■ **The task**
Where the word "green" appears in a line of the entries below, count that line and give the total alone.

■ **Entries provided**
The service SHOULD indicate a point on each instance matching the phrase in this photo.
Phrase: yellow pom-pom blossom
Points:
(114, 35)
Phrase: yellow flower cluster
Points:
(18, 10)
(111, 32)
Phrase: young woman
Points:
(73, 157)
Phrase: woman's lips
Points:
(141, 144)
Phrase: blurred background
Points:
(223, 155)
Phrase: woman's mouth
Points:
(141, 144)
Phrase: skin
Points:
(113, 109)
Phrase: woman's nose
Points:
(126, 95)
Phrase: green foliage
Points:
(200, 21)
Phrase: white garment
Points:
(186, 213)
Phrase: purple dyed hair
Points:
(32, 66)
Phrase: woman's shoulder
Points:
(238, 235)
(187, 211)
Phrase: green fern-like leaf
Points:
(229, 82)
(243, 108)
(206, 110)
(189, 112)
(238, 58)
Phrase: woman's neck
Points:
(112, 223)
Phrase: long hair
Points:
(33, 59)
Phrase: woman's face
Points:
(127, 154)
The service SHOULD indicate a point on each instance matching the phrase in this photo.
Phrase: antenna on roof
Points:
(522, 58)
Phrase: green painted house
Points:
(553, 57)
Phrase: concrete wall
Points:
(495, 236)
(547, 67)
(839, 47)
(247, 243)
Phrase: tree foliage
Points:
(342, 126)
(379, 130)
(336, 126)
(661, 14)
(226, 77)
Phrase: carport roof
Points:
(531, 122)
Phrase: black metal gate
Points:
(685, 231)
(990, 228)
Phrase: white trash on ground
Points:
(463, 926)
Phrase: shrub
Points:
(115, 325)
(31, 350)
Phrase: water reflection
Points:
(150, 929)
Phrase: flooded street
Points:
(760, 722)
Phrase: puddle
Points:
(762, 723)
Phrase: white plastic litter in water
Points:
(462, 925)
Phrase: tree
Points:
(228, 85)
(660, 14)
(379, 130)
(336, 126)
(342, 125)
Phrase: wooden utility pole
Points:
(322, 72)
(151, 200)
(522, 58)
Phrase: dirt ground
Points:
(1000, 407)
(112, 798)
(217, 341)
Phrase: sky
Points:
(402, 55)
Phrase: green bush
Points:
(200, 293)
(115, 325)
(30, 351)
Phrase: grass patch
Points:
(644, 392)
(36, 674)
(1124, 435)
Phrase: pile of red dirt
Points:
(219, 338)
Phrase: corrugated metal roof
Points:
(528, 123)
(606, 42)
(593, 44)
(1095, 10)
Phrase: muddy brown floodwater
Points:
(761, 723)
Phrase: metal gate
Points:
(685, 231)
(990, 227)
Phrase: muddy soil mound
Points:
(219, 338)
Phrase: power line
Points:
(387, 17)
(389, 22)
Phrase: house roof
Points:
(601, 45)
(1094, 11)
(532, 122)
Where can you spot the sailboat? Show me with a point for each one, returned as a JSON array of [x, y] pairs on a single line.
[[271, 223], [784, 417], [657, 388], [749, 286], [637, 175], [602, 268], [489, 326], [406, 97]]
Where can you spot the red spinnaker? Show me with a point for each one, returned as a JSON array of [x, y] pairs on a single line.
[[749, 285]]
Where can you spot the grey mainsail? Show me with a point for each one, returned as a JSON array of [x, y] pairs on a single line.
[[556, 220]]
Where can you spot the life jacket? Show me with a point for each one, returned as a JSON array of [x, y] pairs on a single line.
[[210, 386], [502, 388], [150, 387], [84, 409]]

■ **Reply to the task**
4